Exercise directions:
Extract each line of the entries below that contains the word "white", copying those lines unchanged.

Exercise data:

________

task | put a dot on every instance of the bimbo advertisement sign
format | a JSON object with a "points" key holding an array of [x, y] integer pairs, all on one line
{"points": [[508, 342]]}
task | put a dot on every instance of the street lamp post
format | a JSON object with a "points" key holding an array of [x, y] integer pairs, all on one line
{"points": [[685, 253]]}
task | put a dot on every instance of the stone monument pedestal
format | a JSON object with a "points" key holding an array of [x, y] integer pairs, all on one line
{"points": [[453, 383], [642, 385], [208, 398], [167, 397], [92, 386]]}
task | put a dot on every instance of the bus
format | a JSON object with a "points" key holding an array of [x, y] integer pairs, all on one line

________

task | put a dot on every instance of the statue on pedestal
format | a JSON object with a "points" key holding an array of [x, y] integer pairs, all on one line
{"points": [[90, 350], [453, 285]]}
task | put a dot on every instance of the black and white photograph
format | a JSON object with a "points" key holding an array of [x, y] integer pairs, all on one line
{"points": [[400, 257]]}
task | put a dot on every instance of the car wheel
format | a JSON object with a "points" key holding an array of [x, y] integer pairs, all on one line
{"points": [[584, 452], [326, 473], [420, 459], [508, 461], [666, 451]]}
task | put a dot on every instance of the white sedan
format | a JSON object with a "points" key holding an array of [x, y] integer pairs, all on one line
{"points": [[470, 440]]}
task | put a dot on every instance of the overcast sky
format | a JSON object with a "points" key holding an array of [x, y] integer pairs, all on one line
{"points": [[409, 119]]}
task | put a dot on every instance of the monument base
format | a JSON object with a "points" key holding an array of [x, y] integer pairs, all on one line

________

Exercise output:
task | put a dot on every instance of the black and white photograph
task | put a dot on every instance of the white sedan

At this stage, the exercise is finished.